[START Data records]

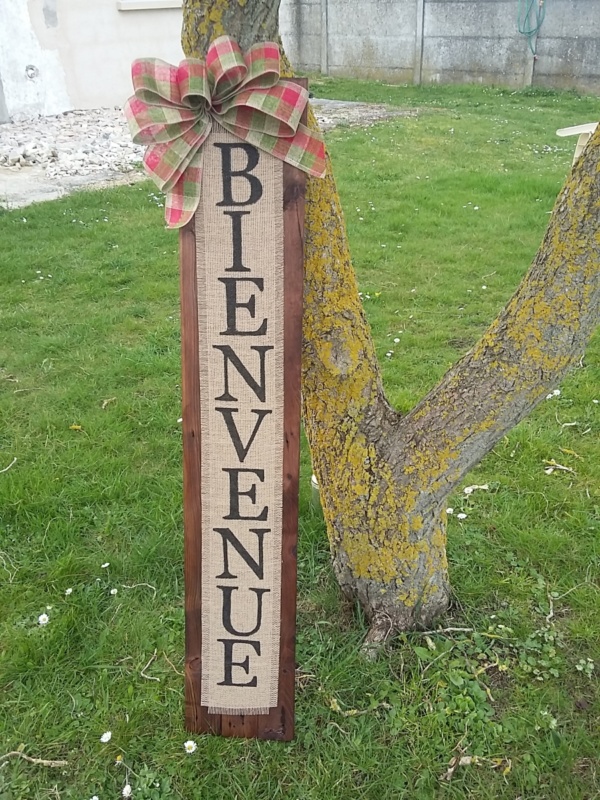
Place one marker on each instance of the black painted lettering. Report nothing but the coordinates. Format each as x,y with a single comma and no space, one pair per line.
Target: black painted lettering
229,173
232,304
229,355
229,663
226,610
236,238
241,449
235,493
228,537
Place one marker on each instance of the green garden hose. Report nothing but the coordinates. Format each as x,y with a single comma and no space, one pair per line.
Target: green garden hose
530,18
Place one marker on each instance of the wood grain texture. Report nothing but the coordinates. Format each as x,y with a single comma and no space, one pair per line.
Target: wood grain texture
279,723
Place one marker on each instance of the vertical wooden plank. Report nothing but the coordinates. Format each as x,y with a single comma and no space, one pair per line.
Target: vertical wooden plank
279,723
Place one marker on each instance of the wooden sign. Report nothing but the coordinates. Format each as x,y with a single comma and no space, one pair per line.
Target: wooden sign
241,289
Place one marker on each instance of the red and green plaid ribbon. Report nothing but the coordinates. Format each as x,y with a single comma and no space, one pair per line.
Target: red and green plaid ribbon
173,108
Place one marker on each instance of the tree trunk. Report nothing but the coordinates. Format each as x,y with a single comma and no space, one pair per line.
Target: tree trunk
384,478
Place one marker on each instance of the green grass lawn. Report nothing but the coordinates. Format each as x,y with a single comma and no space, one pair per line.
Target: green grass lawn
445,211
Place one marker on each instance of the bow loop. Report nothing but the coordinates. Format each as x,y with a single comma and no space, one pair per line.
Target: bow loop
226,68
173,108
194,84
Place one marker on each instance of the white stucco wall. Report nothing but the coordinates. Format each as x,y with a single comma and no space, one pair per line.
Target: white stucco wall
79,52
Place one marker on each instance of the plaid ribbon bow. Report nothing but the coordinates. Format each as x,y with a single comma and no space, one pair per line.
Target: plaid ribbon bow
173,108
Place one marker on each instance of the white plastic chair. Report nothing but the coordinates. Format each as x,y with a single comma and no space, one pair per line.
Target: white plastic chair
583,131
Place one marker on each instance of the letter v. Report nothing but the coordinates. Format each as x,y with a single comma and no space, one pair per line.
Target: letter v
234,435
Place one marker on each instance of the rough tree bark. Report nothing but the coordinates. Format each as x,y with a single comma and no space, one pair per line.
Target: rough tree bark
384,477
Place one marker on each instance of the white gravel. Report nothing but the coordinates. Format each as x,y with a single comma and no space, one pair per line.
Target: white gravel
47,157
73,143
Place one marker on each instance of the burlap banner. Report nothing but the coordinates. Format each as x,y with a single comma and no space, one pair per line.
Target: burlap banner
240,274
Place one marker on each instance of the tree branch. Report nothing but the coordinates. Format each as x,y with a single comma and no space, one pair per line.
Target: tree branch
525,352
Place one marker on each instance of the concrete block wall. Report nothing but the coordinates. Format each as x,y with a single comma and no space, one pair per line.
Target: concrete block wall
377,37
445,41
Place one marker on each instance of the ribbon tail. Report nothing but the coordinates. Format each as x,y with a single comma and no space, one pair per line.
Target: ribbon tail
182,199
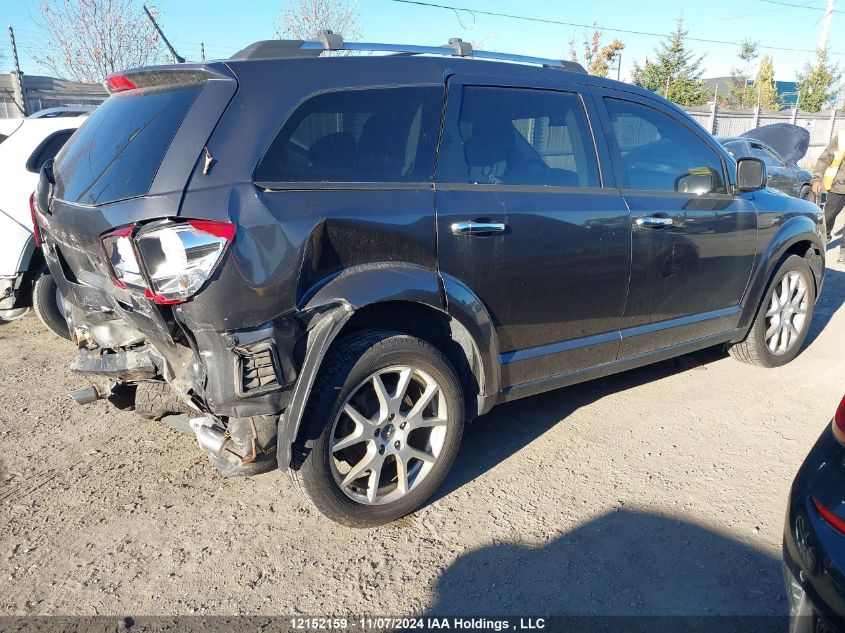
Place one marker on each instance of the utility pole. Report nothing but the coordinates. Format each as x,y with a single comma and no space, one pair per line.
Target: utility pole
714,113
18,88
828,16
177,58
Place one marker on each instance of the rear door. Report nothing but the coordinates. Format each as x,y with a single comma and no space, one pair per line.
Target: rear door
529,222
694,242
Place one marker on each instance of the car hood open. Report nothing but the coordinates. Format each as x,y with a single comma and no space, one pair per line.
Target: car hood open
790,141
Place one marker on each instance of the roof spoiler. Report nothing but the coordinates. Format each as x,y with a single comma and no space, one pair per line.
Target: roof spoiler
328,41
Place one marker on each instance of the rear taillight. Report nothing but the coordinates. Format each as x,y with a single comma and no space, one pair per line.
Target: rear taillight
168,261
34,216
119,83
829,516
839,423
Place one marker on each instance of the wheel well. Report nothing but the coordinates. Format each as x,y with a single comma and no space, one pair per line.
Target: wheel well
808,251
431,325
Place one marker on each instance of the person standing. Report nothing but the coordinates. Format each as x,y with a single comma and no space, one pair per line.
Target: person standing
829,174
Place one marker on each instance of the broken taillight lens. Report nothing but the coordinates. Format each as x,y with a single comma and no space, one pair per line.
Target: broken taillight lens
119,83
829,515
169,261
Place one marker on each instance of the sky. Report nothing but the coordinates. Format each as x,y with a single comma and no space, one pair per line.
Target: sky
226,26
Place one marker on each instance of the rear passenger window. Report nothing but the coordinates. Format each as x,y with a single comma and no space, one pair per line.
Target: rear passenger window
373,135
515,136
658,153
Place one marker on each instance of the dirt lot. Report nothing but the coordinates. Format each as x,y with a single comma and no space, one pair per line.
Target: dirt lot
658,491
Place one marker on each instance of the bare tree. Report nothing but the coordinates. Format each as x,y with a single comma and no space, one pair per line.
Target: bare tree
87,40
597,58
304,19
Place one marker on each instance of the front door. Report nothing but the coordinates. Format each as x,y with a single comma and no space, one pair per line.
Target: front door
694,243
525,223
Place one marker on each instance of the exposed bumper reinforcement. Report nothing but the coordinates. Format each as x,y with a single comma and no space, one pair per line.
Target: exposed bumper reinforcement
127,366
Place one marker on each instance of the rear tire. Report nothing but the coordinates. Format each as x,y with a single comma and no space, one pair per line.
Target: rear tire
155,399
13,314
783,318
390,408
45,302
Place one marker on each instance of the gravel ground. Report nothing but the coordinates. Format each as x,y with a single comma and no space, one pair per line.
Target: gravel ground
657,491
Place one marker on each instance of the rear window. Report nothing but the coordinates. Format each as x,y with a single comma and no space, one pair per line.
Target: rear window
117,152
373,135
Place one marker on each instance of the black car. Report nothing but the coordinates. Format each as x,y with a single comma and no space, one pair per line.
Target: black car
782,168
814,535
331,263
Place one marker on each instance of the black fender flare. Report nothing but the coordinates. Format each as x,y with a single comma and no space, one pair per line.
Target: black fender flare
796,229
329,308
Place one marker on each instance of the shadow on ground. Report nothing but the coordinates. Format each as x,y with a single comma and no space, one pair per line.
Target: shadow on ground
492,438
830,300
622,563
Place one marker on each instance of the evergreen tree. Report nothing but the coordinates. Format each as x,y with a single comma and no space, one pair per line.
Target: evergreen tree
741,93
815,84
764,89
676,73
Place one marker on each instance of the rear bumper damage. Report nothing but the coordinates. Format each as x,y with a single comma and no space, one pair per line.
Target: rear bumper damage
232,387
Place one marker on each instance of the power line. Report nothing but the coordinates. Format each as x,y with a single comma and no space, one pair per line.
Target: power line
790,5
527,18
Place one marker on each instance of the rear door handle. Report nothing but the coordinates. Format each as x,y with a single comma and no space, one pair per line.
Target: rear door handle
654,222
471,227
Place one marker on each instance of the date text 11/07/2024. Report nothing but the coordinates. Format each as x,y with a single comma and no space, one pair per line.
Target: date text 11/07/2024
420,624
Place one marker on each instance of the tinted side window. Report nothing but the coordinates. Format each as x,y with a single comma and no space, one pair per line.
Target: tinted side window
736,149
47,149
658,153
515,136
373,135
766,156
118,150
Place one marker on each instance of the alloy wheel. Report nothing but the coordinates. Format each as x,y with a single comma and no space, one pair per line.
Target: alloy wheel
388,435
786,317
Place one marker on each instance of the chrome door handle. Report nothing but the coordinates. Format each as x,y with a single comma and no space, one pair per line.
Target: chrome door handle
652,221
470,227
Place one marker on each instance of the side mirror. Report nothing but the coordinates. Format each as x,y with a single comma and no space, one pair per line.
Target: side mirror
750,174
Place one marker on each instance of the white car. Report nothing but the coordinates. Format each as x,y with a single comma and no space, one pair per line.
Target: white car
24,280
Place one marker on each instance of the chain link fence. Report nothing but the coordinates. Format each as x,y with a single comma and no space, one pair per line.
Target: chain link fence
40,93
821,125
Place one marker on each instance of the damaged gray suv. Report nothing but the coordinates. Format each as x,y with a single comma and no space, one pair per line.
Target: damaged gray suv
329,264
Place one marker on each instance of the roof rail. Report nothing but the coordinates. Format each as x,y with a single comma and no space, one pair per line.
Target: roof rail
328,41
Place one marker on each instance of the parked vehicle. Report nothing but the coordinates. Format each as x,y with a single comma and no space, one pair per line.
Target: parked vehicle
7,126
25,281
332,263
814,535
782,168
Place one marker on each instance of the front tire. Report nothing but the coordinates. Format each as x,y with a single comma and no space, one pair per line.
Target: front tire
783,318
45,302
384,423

[END Data records]
[START Data records]

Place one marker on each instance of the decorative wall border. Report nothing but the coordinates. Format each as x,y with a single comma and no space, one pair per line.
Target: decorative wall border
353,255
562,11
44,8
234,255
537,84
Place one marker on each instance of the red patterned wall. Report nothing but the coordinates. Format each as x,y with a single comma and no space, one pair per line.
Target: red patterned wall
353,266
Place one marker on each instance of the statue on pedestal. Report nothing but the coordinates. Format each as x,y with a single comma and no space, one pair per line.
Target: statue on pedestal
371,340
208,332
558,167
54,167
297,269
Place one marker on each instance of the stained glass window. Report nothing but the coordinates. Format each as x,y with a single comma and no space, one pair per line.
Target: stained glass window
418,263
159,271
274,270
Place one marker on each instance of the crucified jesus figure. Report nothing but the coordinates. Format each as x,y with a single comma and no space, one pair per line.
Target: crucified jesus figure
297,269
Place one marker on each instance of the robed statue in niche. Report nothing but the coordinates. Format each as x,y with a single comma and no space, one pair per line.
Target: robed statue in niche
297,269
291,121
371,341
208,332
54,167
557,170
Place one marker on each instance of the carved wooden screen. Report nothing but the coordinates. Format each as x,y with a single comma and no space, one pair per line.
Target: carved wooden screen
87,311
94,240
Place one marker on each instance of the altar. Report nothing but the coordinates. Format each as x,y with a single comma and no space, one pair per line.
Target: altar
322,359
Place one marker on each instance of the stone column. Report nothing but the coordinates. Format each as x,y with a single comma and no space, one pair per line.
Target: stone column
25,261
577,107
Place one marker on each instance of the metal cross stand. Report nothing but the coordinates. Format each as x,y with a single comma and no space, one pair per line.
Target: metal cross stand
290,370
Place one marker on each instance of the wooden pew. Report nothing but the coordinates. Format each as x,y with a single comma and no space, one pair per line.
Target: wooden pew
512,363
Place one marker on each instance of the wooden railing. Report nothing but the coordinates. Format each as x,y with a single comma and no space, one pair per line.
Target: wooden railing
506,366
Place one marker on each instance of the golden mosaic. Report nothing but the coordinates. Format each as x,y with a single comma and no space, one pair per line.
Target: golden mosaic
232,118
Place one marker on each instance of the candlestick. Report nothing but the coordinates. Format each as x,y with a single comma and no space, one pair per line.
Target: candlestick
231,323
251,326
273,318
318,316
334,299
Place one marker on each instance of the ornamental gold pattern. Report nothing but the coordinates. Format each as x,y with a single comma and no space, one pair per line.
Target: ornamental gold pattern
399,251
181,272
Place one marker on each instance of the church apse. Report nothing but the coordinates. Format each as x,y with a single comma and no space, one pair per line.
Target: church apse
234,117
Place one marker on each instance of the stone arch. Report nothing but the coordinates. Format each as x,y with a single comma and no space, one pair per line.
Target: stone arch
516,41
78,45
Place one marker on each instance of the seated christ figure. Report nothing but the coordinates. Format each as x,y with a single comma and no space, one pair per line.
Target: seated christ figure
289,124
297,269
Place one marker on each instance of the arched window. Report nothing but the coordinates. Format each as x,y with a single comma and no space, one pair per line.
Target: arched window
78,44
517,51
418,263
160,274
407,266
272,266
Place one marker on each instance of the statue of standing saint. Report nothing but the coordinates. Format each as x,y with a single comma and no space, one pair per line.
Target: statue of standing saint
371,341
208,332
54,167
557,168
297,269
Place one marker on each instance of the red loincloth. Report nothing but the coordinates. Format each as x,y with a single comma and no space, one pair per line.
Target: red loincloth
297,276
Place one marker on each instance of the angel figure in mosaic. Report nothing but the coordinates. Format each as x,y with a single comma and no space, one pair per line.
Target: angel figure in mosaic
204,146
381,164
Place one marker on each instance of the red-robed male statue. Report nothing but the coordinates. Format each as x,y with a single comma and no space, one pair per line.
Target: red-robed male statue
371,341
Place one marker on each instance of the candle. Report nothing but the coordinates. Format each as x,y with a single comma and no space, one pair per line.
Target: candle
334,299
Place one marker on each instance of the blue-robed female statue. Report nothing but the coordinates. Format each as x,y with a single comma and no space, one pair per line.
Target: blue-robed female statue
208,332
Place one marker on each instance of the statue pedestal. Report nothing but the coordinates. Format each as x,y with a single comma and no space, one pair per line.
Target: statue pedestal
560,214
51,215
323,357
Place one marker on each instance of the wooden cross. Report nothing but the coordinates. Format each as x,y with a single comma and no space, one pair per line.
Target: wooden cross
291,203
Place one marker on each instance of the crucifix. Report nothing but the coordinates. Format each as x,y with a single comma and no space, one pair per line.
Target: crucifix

[END Data records]

## Your goal
Find every line in the data above that contains the string "broken", matching uppercase and lowercase exactly, and copy each of those lines in full.

## Finished task
Place one marker on each instance of the broken taillight lens. Report nothing but the coordinates. Format each as x,y with a single comma and no space, one pair per line.
Target: broken taillight lens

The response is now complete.